-- DATASET CONTENT start --

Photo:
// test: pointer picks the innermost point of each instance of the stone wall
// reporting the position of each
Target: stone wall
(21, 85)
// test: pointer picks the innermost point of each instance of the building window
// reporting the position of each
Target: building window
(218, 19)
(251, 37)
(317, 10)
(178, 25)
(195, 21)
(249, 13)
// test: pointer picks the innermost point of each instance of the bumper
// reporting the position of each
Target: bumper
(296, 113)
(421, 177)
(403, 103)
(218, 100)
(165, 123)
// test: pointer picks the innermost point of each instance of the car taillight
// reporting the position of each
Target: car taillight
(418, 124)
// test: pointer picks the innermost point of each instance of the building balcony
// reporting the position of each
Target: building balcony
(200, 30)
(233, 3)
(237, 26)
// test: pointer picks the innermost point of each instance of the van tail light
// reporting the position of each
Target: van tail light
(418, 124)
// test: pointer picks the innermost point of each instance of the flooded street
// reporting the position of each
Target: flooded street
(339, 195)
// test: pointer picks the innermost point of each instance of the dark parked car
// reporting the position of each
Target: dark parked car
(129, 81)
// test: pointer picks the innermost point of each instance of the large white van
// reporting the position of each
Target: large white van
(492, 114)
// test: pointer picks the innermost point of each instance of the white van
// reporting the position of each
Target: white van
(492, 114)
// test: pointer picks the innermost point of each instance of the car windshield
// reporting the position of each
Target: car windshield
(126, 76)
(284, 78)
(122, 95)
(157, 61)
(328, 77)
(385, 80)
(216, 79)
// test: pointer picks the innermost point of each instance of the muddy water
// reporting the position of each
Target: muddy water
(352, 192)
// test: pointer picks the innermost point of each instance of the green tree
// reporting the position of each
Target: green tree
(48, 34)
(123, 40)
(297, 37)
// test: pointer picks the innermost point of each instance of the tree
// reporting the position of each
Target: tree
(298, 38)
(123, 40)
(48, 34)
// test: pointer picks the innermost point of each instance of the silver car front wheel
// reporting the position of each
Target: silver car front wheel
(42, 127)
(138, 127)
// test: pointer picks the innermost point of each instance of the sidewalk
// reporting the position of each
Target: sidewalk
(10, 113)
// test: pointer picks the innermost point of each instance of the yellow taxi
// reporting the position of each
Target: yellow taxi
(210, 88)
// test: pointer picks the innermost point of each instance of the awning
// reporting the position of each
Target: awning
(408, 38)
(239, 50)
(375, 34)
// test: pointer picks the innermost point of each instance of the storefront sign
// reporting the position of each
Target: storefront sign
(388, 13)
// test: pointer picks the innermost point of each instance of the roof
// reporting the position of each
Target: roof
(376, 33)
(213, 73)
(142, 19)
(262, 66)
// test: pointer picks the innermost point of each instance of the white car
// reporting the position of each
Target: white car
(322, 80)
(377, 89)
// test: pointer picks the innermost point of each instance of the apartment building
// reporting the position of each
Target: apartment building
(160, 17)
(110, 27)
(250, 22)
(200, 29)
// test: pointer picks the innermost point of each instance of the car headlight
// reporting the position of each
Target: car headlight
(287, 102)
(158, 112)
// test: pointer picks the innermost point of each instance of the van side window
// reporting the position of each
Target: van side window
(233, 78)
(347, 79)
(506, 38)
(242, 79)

-- DATASET CONTENT end --
-- DATASET CONTENT start --

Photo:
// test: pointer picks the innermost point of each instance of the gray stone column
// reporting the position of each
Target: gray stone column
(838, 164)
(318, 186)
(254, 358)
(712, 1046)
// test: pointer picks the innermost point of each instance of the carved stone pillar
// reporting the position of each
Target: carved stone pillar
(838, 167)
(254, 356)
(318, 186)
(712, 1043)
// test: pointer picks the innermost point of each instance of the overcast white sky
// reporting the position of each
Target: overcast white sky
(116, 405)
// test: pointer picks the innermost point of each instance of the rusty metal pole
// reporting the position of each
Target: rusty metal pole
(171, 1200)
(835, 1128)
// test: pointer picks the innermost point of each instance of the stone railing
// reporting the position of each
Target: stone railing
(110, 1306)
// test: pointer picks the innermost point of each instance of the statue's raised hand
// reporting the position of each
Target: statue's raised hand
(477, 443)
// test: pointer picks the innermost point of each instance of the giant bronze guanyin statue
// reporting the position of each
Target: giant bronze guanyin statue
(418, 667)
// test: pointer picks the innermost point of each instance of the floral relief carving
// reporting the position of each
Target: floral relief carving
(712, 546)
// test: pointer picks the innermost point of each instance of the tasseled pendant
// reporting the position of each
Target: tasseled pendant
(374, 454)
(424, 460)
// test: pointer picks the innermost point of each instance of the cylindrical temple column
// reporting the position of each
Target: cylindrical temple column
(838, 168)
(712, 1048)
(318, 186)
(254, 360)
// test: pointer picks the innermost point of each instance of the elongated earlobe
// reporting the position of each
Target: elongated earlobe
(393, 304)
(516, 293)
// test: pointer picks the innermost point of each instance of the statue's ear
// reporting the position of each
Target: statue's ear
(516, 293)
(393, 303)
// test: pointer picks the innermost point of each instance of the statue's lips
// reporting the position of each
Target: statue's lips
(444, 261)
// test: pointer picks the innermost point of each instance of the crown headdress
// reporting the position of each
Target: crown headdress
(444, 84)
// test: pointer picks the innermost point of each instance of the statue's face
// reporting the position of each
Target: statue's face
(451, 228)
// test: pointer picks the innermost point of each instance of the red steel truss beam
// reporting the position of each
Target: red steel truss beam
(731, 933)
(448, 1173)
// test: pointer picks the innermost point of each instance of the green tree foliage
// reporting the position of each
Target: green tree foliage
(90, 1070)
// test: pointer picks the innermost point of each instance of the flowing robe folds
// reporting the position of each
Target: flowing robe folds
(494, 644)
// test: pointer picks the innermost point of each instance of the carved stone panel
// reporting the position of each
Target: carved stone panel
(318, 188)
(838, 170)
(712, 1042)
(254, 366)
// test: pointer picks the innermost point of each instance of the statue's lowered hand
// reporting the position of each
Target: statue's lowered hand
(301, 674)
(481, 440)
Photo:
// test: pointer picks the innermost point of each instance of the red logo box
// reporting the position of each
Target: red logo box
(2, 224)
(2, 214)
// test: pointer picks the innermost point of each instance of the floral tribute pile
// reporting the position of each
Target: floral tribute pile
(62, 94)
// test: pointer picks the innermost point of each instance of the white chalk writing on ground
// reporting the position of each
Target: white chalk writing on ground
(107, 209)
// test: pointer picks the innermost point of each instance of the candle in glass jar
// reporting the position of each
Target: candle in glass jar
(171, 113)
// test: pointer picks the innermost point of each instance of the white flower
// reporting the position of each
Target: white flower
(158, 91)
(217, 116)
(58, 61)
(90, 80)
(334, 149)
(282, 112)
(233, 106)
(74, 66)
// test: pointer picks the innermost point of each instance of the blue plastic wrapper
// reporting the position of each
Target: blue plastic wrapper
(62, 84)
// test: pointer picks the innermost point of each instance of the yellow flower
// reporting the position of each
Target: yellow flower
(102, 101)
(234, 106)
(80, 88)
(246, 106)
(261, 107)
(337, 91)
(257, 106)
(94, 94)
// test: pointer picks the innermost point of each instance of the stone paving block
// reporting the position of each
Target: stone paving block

-- DATASET CONTENT end --

_INSTRUCTION:_
Rewrite the rows from the line with "the stone paving block" up to and including the line with "Target: stone paving block", changing "paving block" to "paving slab" and leaving everything else the same.

_TASK OUTPUT:_
// test: pointer picks the innermost point of each instance of the stone paving slab
// reporting the position of each
Target: stone paving slab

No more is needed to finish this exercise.